## INPUT
○ ○ ○ ○
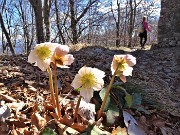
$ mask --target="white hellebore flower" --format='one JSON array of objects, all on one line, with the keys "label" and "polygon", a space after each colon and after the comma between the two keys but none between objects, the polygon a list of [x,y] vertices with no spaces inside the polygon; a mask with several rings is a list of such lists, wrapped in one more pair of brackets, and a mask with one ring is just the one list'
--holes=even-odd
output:
[{"label": "white hellebore flower", "polygon": [[117,69],[117,66],[119,65],[115,75],[119,76],[120,79],[125,83],[126,82],[125,76],[132,76],[132,71],[133,71],[132,66],[134,66],[135,64],[136,64],[136,58],[130,54],[114,55],[114,58],[111,64],[112,74],[115,73],[115,70]]},{"label": "white hellebore flower", "polygon": [[51,57],[58,43],[45,42],[37,44],[28,56],[29,63],[35,63],[42,71],[46,71],[51,63]]},{"label": "white hellebore flower", "polygon": [[56,64],[57,67],[69,68],[67,65],[71,65],[74,62],[74,57],[72,54],[68,54],[68,52],[69,47],[67,45],[56,47],[51,62]]},{"label": "white hellebore flower", "polygon": [[86,102],[90,102],[94,90],[99,91],[103,88],[104,77],[105,72],[84,66],[78,71],[71,85],[75,89],[80,88],[80,95]]}]

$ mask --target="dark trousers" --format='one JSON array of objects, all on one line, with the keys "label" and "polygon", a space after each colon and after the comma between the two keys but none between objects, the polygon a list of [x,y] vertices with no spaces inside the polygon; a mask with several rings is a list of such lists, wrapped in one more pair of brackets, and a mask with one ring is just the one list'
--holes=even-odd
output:
[{"label": "dark trousers", "polygon": [[145,30],[143,33],[140,33],[139,37],[140,37],[141,47],[144,48],[144,45],[145,45],[145,43],[147,41],[147,31]]}]

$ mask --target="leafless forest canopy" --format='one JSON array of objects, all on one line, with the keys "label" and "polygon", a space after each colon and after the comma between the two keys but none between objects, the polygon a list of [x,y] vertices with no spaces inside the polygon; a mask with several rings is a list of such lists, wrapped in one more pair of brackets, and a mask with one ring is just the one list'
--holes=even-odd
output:
[{"label": "leafless forest canopy", "polygon": [[142,16],[157,42],[159,0],[0,0],[0,48],[29,53],[41,42],[137,46]]}]

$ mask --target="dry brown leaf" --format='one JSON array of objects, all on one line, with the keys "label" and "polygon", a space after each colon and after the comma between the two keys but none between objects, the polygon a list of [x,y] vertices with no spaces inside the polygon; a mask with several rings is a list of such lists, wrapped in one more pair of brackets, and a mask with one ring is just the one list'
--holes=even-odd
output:
[{"label": "dry brown leaf", "polygon": [[0,94],[0,99],[5,100],[7,102],[17,102],[16,99],[14,99],[8,95],[3,95],[3,94]]},{"label": "dry brown leaf", "polygon": [[0,87],[4,87],[4,83],[0,83]]},{"label": "dry brown leaf", "polygon": [[81,123],[73,123],[73,124],[71,125],[71,128],[79,131],[80,133],[84,132],[87,127],[88,127],[88,125],[83,125],[83,124],[81,124]]},{"label": "dry brown leaf", "polygon": [[24,107],[25,104],[24,102],[20,102],[20,103],[12,102],[12,103],[9,103],[8,105],[11,109],[15,110],[17,114],[19,110],[21,110]]},{"label": "dry brown leaf", "polygon": [[112,135],[128,135],[127,134],[127,129],[126,128],[121,128],[121,127],[117,127],[115,129],[113,129],[112,131]]},{"label": "dry brown leaf", "polygon": [[58,130],[59,130],[59,134],[60,135],[67,135],[67,133],[68,134],[70,134],[70,135],[73,135],[73,134],[75,134],[75,135],[78,135],[78,134],[80,134],[77,130],[75,130],[75,129],[73,129],[73,128],[71,128],[71,127],[68,127],[68,126],[66,126],[66,125],[64,125],[64,124],[58,124]]},{"label": "dry brown leaf", "polygon": [[37,92],[37,89],[36,89],[36,88],[34,88],[34,87],[33,87],[33,86],[31,86],[31,85],[28,85],[27,90],[28,90],[28,91],[30,91],[30,92]]},{"label": "dry brown leaf", "polygon": [[43,128],[46,124],[46,119],[41,117],[41,115],[36,112],[31,116],[31,123],[32,125],[35,125],[38,130]]}]

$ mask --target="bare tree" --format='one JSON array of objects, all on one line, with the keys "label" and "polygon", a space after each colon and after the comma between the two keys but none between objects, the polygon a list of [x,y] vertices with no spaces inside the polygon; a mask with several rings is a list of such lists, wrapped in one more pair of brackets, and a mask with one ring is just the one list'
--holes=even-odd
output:
[{"label": "bare tree", "polygon": [[88,4],[84,8],[84,10],[80,13],[80,15],[77,17],[77,13],[75,12],[75,0],[69,0],[69,7],[70,7],[70,19],[71,19],[71,32],[72,32],[72,43],[77,44],[78,43],[78,30],[77,30],[77,24],[78,22],[85,16],[89,8],[96,2],[97,0],[89,0]]},{"label": "bare tree", "polygon": [[43,10],[42,10],[42,1],[41,0],[29,0],[31,3],[36,20],[36,37],[37,43],[44,42],[44,28],[43,28]]},{"label": "bare tree", "polygon": [[11,38],[10,38],[9,32],[7,31],[7,29],[5,27],[4,20],[3,20],[3,17],[2,17],[2,13],[3,13],[5,5],[6,5],[6,0],[4,0],[3,6],[2,6],[2,9],[1,9],[1,12],[0,12],[0,24],[1,24],[2,31],[5,34],[5,37],[6,37],[6,40],[7,40],[6,47],[9,47],[12,55],[15,55],[15,51],[14,51],[13,45],[11,43]]}]

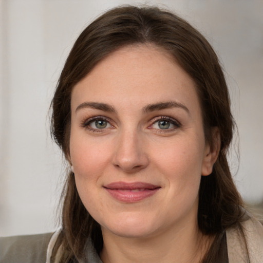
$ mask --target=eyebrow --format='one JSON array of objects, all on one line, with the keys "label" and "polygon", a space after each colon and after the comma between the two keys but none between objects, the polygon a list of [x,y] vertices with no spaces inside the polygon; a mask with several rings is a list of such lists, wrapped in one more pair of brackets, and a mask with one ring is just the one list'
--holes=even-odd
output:
[{"label": "eyebrow", "polygon": [[164,109],[169,108],[181,108],[185,110],[188,114],[190,114],[190,111],[188,108],[180,103],[176,101],[167,101],[165,102],[158,102],[153,104],[148,104],[143,108],[143,112],[146,113],[148,112],[154,111],[155,110],[160,110],[161,109]]},{"label": "eyebrow", "polygon": [[85,108],[91,108],[96,109],[100,109],[103,111],[116,113],[115,109],[112,106],[106,103],[100,102],[83,102],[80,104],[76,108],[76,112],[81,109]]}]

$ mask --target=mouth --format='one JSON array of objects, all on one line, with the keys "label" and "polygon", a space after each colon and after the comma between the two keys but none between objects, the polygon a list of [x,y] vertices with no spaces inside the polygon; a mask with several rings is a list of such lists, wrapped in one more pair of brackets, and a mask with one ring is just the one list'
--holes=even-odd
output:
[{"label": "mouth", "polygon": [[142,182],[115,182],[103,187],[114,198],[124,202],[141,201],[152,196],[161,188],[159,185]]}]

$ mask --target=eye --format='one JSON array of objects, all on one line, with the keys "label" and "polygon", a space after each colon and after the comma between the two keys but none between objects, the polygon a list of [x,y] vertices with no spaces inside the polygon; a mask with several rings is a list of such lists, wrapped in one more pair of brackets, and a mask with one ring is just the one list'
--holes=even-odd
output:
[{"label": "eye", "polygon": [[159,120],[155,121],[152,125],[152,128],[159,130],[173,130],[179,127],[179,123],[168,117],[159,117]]},{"label": "eye", "polygon": [[[171,128],[173,124],[171,123],[169,121],[162,120],[156,122],[154,123],[153,127],[155,128],[160,128],[161,129],[167,129]],[[158,126],[158,127],[157,127]]]},{"label": "eye", "polygon": [[99,119],[90,122],[88,125],[92,129],[104,129],[111,126],[106,120]]},{"label": "eye", "polygon": [[104,129],[112,127],[108,119],[103,116],[90,118],[83,121],[81,126],[92,132],[102,132]]}]

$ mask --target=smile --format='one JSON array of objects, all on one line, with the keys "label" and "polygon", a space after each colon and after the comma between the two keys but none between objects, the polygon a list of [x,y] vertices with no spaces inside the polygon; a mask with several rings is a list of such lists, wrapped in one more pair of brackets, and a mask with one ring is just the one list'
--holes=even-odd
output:
[{"label": "smile", "polygon": [[103,186],[115,199],[122,202],[138,202],[154,195],[161,188],[147,183],[116,182]]}]

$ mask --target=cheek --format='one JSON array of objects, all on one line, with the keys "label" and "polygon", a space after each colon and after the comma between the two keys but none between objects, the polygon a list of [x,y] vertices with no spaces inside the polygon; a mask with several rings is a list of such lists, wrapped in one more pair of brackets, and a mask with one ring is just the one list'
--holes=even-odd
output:
[{"label": "cheek", "polygon": [[74,136],[71,134],[70,143],[70,159],[76,176],[82,180],[94,178],[101,173],[108,162],[108,147],[103,142],[98,143],[87,136]]}]

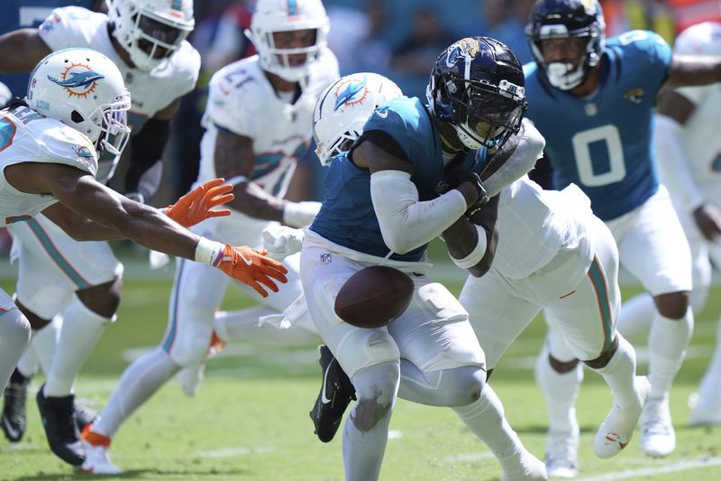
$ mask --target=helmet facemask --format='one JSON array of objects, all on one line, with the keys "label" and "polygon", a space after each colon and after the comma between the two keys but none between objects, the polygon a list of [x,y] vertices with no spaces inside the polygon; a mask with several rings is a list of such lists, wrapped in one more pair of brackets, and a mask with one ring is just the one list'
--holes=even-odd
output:
[{"label": "helmet facemask", "polygon": [[[548,11],[542,3],[534,7],[537,11],[532,13],[531,23],[525,29],[531,53],[551,85],[561,90],[571,90],[582,84],[601,60],[606,48],[603,12],[598,3],[591,7],[581,4],[571,5],[570,11],[561,11],[561,5],[552,1],[546,4]],[[580,39],[583,47],[576,58],[548,61],[543,42],[552,39]]]},{"label": "helmet facemask", "polygon": [[[245,34],[258,50],[264,70],[289,82],[298,82],[307,77],[310,65],[325,47],[329,29],[328,16],[320,0],[259,0]],[[291,42],[288,37],[298,35],[301,31],[306,31],[308,41],[301,42],[295,38]],[[280,36],[286,40],[282,45],[278,42]],[[305,35],[303,38],[306,40]],[[284,46],[291,43],[296,46]],[[304,46],[297,46],[298,43]]]},{"label": "helmet facemask", "polygon": [[459,140],[471,150],[500,148],[520,129],[525,112],[525,88],[505,79],[499,87],[461,82],[465,84],[465,92],[456,107],[457,122],[452,123]]},{"label": "helmet facemask", "polygon": [[113,34],[141,70],[150,71],[162,64],[193,31],[192,6],[185,11],[183,8],[187,7],[180,2],[179,11],[168,8],[169,14],[160,14],[162,4],[164,2],[156,1],[144,5],[136,0],[110,0],[108,3]]}]

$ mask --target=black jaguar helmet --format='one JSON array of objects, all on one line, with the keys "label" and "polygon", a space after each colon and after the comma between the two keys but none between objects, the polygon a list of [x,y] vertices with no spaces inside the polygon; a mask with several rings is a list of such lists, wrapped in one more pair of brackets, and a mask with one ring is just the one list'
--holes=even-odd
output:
○ ○ ○ ○
## TASK GOAL
Could you update the records starting at the line containing "mask --target=black jaguar" and ending at the end of the records, changing "even-odd" to "nonzero" and leaving everything else unchanged? Give back only those lines.

## OUTPUT FOR THIS TASK
$ mask --target=black jaguar helmet --format='one JSON array of objects, all on one line, with the keys "label" and "polygon", a space after each colon and after the comma between the two keys but none between objects, the polygon a list of [x,y] vertices with no spaces inside the polygon; a mask with several rings is a list of such lists, wrapped in one more pair of brackets, and a mask with one ring is just the one list'
--holes=nonzero
output:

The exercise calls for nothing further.